= AUFGABEN =
[A] Gib aus dem Text zur „Tagesschau“ den Abschnitt zwischen „Immer wieder benutzt“ und „kann das sein?“ einschließlich wortgetreu wieder.
[B] Beantworte anhand des Textes zur „Tagesschau“ kurz:
(i) Wie viele Zuschauer hat die „Tagesschau“ täglich?
(ii) An welchem Datum annektierte Putin die ukrainischen Gebiete?
(iii) An welcher Universität ist Franziska Davies?
[C] Knüpfe an den letzten Satz des Textes zur „Tagesschau“ an und führe ihn weiter.

= ANGEZEIGTER TEXT =
>>>>>
Es sind Worte, die klingen, als kämen sie direkt aus den Propaganda-Studios des Kreml oder der iranischen Mullahs.
Doch ausgestrahlt wurden sie in der meistgesehenen Nachrichtensendung Deutschlands, der öffentlich-rechtlichen „Tagesschau“ (täglich rund 11,7 Millionen Zuschauer) – oder dem Internet-Auftritt „tagesschau.de“.
Immer wieder benutzt die „Tagesschau“ Formulierungen, die mit der Realität nichts zu tun haben – und stattdessen Regime-Propaganda aus Russland oder dem Iran wiedergeben. Wie kann das sein?
▶︎ In einer Sendung vom 5. Oktober hieß es: „Trotz internationaler Kritik hat Russlands Präsident Putin das Gesetz zur Annexion ukrainischer Gebiete unterzeichnet. Damit stehen die teilweise von Russland besetzten Regionen Cherson, Saporischschja, Luhansk und Donezk künftig unter dem Schutz der Atommacht.“
Wie bitte? Die geraubten Gebiete stehen unter Russlands „Schutz“?
Fakt ist: Die ukrainischen Gebiete, die Kreml-Despot Wladimir Putin (70) am 30. September völkerrechtswidrig annektierte, stehen keineswegs „unter dem Schutz“ Russlands. Im Gegenteil: Die Russen terrorisieren die Bevölkerung in der Ost-Ukraine seit Jahren. Morden, vergewaltigen und foltern ukrainische Zivilisten.
Historikerin Franziska Davies (38, Uni München) kritisierte auf Twitter: „Fast 5,5 Millionen Menschen haben die Sendung gesehen, sie wird öffentlich finanziert. Das russische Terrorregime wird zur „Schutzmacht“. Wie kann das nach mehr als sieben Monaten Krieg gegen die Ukraine passieren?“
Das sieht man bei der ARD inzwischen auch ein, rudert auf BILD-Anfrage zurück. Eine Sprecherin: „Besser wäre es gewesen, die Nachricht hätte etwa so gelautet: … ‚damit sind die Regionen … nach Lesart des Kremls nun Teil der Atommacht Russland.‘“
„Tagesschau“ schiebt Iran-Demonstranten Schuld zu
Auch auf die Propaganda des iranischen Mullah-Regimes fiel die Tagesschau mehrfach herein.
► So heißt es auf Tagesschau.de, dass der Iran „nicht zur Ruhe komme“. Begründung im Bericht: „In der Hauptstadt Teheran setzten Demonstranten Molotow-Cocktails ein.“ Dazu ist von „Auseinandersetzungen“ die Rede.
Heißt: Nicht das Mullah-Regime, das brutal gegen die Demonstranten vorgeht, ist für die Lage verantwortlich, sondern die iranischen Bürger, die für ihre Freiheit demonstrieren.
<<<<<
= EXTRAHIERTES MATERIAL =
>>>>>
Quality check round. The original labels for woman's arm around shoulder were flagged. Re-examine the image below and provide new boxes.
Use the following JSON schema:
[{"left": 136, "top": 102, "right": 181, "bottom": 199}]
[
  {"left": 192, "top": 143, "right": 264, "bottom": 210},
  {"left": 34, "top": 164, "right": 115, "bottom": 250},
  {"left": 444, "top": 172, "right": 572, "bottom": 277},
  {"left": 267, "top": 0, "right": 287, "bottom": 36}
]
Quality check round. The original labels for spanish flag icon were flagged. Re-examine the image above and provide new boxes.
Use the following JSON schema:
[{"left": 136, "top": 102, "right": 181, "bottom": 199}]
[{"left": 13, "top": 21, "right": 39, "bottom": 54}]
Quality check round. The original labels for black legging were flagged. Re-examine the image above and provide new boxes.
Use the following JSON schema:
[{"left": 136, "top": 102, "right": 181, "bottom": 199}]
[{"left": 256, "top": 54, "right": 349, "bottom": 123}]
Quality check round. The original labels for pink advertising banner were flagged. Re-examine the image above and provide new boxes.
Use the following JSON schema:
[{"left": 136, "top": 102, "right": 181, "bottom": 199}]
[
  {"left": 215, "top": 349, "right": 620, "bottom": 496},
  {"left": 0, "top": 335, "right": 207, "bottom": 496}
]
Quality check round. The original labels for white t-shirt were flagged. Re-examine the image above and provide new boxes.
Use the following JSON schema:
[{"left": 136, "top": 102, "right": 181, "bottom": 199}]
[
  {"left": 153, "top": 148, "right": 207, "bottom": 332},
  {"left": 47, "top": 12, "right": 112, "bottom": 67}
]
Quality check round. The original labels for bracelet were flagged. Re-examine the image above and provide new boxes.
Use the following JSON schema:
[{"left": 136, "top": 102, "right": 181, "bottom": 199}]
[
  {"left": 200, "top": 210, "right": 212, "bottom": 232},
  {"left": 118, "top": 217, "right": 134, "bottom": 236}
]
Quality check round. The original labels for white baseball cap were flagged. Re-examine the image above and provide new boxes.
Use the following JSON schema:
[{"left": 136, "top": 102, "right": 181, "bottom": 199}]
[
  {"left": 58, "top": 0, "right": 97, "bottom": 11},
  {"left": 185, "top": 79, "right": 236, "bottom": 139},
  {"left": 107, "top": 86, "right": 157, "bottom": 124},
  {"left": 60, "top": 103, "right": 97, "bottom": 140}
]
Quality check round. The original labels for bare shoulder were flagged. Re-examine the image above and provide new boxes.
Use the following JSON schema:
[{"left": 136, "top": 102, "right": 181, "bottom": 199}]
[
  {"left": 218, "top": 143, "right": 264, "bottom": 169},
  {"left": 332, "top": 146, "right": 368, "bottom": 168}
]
<<<<<
= GEORDNETE ANTWORTEN =
[A]
Immer wieder benutzt die „Tagesschau“ Formulierungen, die mit der Realität nichts zu tun haben – und stattdessen Regime-Propaganda aus Russland oder dem Iran wiedergeben. Wie kann das sein?

[B]
(i) Rund 11,7 Millionen
(ii) Am 30. September
(iii) An der Uni München

[C]
Publizistin Gilda Sahebi kritisierte auf Twitter: „Der Iran komme nicht ‚zur Ruhe‘, weil die Demonstranten Gewalt anwendeten. Die wenigen Mittel, die die Protestierenden haben, um sich vor der brutalen Staatsmacht zu wehren, werden als Angriff beschrieben.“ Ihr Fazit: „Lupenreine Täter-Opfer-Umkehr.“
Sahebi weiter: „Was gestern auf den Straßen passierte, waren keine ‚Auseinandersetzungen‘, sondern die gewalttätige Niederschlagung friedlicher Proteste.“
Bei der ARD weist man allerdings jede Kritik auf BILD-Anfrage von sich. Im Text würden „in keiner Weise“ die Demonstranten für die Lage verantwortlich gemacht. Und: „Die von Ihnen unterstellte Täter-Opfer-Umkehr findet nicht statt.“ Allein die Formulierung „Sicherheitskräfte gingen mit Gewalt gegen die Demonstranten vor“ widerlege diesen Eindruck.
Mullah-Erklärung kommentarlos verbreitet
Hintergrund: Weil sie angeblich „unislamisch“ gekleidet war, wurde Mahsa Amini (†22) am 13. September auf einer Straße in der iranischen Hauptstadt Teheran verhaftet. Noch vor Ort wurde die junge Frau in einem Polizeifahrzeug brutal verprügelt. Kurze Zeit später brach Mahsa Amini auf einer Polizeistation zusammen, fiel ins Koma. Drei Tage später starb sie im Krankenhaus.
Seitdem demonstrieren zahlreiche Iraner gegen die Unterdrückung durch das islamische Regime. Die Mullah-Polizei schlägt die Proteste brutal nieder, schießt unter anderem auf die Demonstranten.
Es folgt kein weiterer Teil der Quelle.